* Work instruction:
Give back exactly the lines from the one that includes "Note: point to the bare" to the last line below, both included, and no further lines.

* Records for this exercise:

● ● ● ●

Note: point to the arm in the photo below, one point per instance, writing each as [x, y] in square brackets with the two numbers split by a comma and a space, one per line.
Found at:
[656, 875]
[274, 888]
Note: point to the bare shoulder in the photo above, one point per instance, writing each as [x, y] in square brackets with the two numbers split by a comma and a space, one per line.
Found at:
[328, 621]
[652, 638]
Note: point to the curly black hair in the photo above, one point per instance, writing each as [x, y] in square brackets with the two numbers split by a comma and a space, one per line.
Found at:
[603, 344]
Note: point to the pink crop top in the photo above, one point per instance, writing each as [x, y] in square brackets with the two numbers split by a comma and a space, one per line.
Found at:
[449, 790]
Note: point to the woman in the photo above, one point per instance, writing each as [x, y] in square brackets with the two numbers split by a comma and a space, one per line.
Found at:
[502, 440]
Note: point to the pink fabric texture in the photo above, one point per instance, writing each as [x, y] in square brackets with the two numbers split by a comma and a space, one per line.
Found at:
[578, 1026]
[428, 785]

● ● ● ●

* Response area:
Note: point to the bare shoulder in the photo above, one point per instance, writing each as [x, y] in square brackets with the two numbers split by a comma and a space, one per line.
Found at:
[328, 621]
[652, 638]
Note: point to the curly black hair in the photo above, one point per instance, writing each as [x, y] in square brackets with the two numbers split by a comma and a space, one per line.
Found at:
[603, 344]
Note: point to the pink crop top in the photo above, one point per instance, writing each as [x, y] in square brackets with the two numbers split by a comma and a space, one per line.
Found at:
[449, 790]
Note: point to the woman in the photo above, one point per instance, writing each as [x, y] in square brackets with the two numbers split by a comma and a space, one per line.
Found at:
[502, 440]
Note: point to the pink fabric texture in the photo above, one point per instance, writing each as [x, y] in square brackets with the two numbers split by a comma and a space, one per line.
Found at:
[578, 1026]
[428, 785]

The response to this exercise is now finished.